* [Task]
Word for word, transcribe the lines from the one containing "Give one point for each instance of the metal ice" through the end of the entries, both included, and nothing else.

* [Material to process]
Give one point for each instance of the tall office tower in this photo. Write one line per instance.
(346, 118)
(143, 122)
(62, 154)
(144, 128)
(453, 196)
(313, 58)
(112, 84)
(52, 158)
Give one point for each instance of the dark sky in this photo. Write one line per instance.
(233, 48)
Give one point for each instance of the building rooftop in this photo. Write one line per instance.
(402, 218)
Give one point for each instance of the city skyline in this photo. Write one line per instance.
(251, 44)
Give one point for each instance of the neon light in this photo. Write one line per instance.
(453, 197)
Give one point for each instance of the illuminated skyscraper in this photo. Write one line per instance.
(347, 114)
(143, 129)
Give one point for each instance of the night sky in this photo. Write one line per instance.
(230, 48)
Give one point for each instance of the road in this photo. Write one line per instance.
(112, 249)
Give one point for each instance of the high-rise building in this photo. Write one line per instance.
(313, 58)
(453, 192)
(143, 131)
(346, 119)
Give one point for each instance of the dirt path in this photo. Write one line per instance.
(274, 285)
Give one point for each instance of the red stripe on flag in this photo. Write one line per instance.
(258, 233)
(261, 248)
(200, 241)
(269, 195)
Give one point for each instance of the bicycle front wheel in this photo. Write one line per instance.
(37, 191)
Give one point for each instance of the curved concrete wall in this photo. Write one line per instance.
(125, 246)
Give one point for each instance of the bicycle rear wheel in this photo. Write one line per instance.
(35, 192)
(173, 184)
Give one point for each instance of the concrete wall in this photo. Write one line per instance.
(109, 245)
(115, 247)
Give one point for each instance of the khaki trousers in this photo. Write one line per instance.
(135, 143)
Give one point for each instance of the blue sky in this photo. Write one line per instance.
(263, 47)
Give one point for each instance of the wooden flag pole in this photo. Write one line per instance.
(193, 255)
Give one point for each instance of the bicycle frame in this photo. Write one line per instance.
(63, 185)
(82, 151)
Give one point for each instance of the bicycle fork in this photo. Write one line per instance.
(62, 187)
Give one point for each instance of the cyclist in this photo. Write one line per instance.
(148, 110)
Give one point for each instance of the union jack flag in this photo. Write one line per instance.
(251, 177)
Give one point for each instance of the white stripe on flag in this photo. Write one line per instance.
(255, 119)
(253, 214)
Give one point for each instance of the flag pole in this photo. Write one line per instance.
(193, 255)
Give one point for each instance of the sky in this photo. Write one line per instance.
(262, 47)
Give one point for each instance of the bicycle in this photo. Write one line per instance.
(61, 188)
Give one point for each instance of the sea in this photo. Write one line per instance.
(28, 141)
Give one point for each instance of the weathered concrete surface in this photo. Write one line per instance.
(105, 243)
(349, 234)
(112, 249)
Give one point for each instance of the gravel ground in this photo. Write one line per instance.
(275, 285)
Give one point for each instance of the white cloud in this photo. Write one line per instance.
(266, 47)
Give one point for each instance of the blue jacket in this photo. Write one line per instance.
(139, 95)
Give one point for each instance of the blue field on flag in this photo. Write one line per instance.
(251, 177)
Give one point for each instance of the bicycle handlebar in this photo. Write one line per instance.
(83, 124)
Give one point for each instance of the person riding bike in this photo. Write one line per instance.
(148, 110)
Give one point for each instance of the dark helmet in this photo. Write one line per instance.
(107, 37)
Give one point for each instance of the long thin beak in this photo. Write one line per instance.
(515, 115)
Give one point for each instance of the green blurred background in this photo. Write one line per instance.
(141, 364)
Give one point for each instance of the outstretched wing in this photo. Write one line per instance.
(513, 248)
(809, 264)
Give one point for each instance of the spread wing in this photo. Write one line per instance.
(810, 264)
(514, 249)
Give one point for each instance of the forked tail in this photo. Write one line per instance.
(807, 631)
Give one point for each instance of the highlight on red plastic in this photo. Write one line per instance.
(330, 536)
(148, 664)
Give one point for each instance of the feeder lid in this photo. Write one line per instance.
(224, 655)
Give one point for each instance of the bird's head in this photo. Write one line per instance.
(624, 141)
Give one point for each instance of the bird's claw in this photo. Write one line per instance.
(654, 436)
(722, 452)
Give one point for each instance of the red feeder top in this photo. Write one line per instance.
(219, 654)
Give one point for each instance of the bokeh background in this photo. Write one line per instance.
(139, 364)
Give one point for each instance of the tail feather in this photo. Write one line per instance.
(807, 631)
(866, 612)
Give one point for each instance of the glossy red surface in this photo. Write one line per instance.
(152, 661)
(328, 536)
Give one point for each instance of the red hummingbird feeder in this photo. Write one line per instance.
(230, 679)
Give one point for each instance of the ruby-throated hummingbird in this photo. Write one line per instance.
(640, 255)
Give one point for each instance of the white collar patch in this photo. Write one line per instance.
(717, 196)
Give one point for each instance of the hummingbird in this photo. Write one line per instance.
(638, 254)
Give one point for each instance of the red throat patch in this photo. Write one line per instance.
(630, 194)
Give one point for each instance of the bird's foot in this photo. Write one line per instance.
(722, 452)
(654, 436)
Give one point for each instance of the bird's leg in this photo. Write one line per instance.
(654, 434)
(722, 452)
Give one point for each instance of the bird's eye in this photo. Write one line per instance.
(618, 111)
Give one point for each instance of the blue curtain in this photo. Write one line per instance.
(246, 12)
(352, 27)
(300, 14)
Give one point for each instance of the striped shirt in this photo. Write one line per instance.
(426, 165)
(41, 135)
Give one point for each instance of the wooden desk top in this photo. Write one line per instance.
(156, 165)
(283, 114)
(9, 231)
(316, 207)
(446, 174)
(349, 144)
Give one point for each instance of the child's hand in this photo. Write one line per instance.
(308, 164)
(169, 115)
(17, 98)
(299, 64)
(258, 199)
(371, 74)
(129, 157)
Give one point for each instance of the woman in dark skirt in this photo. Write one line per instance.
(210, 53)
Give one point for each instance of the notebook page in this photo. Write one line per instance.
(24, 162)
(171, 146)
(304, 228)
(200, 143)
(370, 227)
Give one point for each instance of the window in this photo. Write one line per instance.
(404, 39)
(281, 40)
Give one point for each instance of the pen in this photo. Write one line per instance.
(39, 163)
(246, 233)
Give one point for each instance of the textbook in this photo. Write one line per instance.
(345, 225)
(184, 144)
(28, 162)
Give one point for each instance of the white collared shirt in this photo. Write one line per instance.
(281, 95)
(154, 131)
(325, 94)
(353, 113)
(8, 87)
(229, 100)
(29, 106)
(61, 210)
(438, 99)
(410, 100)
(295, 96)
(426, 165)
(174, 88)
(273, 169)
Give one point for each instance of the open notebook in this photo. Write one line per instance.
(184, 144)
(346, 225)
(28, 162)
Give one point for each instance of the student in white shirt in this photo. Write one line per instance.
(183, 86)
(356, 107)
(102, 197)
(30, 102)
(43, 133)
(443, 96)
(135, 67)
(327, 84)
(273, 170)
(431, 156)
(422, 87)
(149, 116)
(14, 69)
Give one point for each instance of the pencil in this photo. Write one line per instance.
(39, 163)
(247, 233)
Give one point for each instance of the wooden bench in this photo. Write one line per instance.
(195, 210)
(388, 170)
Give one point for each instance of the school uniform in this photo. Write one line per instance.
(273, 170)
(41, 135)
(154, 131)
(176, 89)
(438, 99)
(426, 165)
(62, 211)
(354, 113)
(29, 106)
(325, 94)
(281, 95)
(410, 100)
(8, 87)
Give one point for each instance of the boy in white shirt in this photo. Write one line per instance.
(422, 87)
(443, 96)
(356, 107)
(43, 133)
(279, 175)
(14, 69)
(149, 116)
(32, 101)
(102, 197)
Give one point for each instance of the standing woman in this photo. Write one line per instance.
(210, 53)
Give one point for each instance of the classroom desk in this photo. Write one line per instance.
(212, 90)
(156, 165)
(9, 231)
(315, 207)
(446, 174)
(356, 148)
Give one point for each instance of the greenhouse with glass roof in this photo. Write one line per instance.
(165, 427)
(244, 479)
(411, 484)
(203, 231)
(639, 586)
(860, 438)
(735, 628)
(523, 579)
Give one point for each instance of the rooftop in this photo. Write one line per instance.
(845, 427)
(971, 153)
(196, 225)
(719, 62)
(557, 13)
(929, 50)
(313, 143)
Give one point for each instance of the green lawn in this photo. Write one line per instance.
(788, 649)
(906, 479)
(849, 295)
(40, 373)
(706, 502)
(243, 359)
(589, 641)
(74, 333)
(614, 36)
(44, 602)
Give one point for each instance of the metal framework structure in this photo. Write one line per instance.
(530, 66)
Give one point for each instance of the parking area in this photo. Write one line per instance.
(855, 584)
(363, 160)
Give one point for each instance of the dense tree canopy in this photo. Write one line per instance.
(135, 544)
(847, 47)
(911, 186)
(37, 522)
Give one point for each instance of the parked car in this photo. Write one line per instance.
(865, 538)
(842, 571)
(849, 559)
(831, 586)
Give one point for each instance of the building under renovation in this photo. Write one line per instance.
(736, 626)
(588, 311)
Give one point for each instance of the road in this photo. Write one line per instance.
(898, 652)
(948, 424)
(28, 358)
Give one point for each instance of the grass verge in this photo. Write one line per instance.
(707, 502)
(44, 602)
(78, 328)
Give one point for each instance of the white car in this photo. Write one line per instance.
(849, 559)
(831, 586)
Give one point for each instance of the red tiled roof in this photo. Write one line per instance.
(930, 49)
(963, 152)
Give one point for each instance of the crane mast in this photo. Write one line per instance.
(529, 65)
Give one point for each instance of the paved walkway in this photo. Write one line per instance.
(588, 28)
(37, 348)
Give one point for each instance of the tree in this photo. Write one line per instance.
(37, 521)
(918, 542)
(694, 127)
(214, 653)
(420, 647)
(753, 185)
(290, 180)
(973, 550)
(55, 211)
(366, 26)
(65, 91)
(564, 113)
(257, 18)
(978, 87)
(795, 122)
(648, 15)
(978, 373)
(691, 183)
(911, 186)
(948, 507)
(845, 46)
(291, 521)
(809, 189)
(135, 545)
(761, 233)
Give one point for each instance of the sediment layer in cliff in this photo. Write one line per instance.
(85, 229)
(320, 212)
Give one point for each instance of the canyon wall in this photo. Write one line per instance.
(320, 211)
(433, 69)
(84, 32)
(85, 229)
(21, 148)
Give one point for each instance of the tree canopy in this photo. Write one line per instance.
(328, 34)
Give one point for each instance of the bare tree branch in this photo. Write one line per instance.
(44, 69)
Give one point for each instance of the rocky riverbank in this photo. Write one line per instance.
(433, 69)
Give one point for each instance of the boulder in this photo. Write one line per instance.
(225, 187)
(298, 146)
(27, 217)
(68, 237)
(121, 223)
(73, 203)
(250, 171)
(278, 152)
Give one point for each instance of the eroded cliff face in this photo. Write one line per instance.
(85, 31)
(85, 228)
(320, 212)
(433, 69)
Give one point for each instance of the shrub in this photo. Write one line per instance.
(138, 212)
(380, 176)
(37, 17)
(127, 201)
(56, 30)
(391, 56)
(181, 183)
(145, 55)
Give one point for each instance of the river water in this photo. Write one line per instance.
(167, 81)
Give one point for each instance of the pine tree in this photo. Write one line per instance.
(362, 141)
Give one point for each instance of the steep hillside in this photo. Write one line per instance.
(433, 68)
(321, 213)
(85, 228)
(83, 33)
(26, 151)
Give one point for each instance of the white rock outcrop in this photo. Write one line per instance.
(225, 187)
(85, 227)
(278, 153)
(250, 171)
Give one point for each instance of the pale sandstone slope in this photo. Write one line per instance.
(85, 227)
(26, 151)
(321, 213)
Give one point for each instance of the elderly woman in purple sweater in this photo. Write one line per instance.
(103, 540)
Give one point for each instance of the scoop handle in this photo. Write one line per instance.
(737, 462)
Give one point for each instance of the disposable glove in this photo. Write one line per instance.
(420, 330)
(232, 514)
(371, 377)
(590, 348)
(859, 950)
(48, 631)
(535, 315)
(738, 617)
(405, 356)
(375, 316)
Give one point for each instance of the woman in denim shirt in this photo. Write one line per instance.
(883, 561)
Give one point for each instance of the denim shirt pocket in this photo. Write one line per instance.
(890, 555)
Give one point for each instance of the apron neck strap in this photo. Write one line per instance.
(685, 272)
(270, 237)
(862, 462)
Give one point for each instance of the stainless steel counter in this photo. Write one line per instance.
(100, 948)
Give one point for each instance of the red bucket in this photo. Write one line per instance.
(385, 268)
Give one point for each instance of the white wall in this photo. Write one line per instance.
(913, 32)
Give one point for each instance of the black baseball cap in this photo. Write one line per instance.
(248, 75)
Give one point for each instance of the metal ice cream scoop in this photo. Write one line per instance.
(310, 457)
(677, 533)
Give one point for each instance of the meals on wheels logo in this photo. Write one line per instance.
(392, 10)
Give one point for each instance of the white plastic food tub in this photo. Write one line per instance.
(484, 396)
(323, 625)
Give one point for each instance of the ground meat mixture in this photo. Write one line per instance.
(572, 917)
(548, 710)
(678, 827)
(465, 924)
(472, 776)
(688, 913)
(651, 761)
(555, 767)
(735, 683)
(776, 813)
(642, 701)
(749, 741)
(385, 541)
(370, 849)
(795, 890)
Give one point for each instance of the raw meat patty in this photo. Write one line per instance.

* [Worked solution]
Give one point for each instance of the metal ice cream scoop in this photo. Write one line per instance.
(310, 457)
(677, 533)
Give one point for each instance of the meals on wheels logo in this photo. Write one line per instance.
(392, 10)
Give one point for each instance of the white plastic food tub in this photo. Write one line per instance.
(484, 396)
(323, 625)
Give one point for each instance of the ground meat mixture in this photo. Write one line per instance.
(572, 917)
(548, 710)
(678, 827)
(465, 924)
(472, 776)
(688, 913)
(651, 761)
(555, 767)
(735, 683)
(776, 813)
(642, 701)
(749, 741)
(385, 541)
(370, 849)
(795, 890)
Give one point for each instance of the raw meat patty in this photo. Write one line per instance.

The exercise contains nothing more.